## Task description
Could you carry on the Box Of Paperbacks column about Robert E. Howard's Wolfshead, picking up right after its last sentence?
··· Text to read ···
Box Of Paperbacks Book Club: Wolfshead by Robert E. Howard (1968)
(Not long ago, A.V. Club editor Keith Phipps purchased a large box
containing over 75 vintage science fiction, crime, and adventure paperbacks. He
is reading all of them. This is book number 30.)
First, I hope you didn't miss the
column too much last week. It's best to consider Box Of Paperbacks a weekly
column, except when it's not. I'm not the fastest reader, I have to read other
books from time to time (both for review here
and for my own sanity), I've got the usual weekly A.V. Club
duties, and behind the scenes, we're in the thick of semi-secret A.V.
Club projects X, Y, and Z. (I wish that last part was an exaggeration,
but I'm confident the final results will be worth the effort.)
Okay, on to Robert E. Howard, a
favorite of mine even before this project began.
Howard might as well have changed his
middle name to "Creator Of Conan." That's the fate of authors who create iconic
characters: always living in the shadows of their best-known creations. Just
ask the writers behind Professor Challenger, John Carter, and whatever comes
after Harry Potter. But Howard pounded out hundreds of stories in his short
career, chronicling the adventures of men like Kull, Solomon Kane, Bran Mak
Morn, and others, not to mention his boxing tales, horror stories, and Western
adventures. Howard more or less invented the sword-and-sorcery genre, but that
didn't stop him from writing and selling stories in virtually every genre
covered by the pulp magazines of the 1920s and '30s.
··· Information shown ···
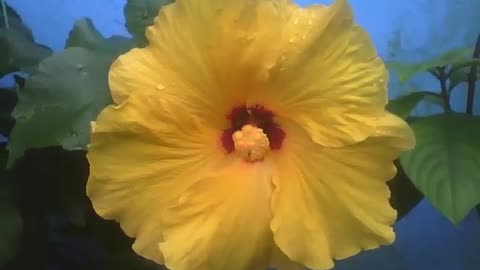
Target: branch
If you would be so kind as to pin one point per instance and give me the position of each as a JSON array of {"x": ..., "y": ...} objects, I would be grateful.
[
  {"x": 472, "y": 78},
  {"x": 5, "y": 14},
  {"x": 442, "y": 77}
]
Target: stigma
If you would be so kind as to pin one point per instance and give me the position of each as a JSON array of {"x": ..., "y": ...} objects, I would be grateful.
[{"x": 251, "y": 143}]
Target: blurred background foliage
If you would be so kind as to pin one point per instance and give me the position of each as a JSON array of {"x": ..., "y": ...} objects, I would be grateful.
[{"x": 55, "y": 84}]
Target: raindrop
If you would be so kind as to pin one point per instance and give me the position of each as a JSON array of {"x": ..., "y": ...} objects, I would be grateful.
[{"x": 80, "y": 67}]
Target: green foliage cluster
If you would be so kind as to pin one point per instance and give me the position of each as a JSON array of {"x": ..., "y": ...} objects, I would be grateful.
[{"x": 445, "y": 164}]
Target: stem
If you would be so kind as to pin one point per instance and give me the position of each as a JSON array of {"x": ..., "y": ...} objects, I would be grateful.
[
  {"x": 442, "y": 77},
  {"x": 472, "y": 78},
  {"x": 5, "y": 15}
]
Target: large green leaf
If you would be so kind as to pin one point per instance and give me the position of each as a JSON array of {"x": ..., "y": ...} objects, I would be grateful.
[
  {"x": 444, "y": 165},
  {"x": 19, "y": 50},
  {"x": 139, "y": 14},
  {"x": 406, "y": 71},
  {"x": 404, "y": 105},
  {"x": 85, "y": 35},
  {"x": 59, "y": 101}
]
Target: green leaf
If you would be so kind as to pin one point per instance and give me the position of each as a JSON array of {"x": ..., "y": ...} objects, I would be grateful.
[
  {"x": 404, "y": 105},
  {"x": 460, "y": 76},
  {"x": 85, "y": 35},
  {"x": 406, "y": 71},
  {"x": 139, "y": 14},
  {"x": 444, "y": 165},
  {"x": 59, "y": 101},
  {"x": 11, "y": 228}
]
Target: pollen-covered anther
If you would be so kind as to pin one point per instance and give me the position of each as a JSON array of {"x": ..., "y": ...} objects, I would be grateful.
[{"x": 251, "y": 143}]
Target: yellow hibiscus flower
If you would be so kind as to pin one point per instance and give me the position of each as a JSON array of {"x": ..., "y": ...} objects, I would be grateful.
[{"x": 248, "y": 134}]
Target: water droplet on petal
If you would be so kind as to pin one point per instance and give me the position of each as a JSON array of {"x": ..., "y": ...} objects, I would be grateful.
[{"x": 79, "y": 67}]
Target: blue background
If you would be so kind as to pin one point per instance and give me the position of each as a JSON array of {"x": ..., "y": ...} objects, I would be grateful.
···
## Answer for this exercise
He was, by all evidence, motivated as
much by genuine enthusiasm as the need for a paycheck. Howard boasted about
stretching his tales to get more money from magazines that paid by the word,
but it seldom feels like he's phoning it in. His writing style—and by
this, I mean his approach to the physical act of writing—almost seems to
make this impossible. Can you phone it in when you're dramatically reciting
every word you type? The proof's in the prose, too. Howard writes without much
ornamentation, and for maximum forward momentum, but every word reads as if it's
carefully chosen. From the finale of
"The Horror Of The Mound": "Breaking away and staggering up, gasping and
bloody, he lunged blindly at the foul shape and caught it in a grip not even
the vampire could shake." At his best, Howard reads like the Platonic pulp
ideal. What he does only seems simple, as anyone who's spent time
with his
disciples can attest.
The son of a doctor and a mother who
doted on him, and whose lifelong battle with tuberculosis affected him
profoundly, Howard grew up devouring books in book-poor central Texas. Born in
1906, he saw the Western frontier fade into the world of the Texas oil
industry. The fading soaked into his work. As Rusty Burke writes in the
excellent, concise biography found at rehoward.com, it's hard
to overestimate the "influence of this boom-and-bust cycle on Howard's later
ideas about the growth and decline of civilization—that societies are
built by hardy pioneers, who are then followed by others who grow decadent and
enjoy the fruits of the society but contribute nothing to its continued growth,
and thus inevitably the society will decay or be overthrown by a new generation
of pioneers."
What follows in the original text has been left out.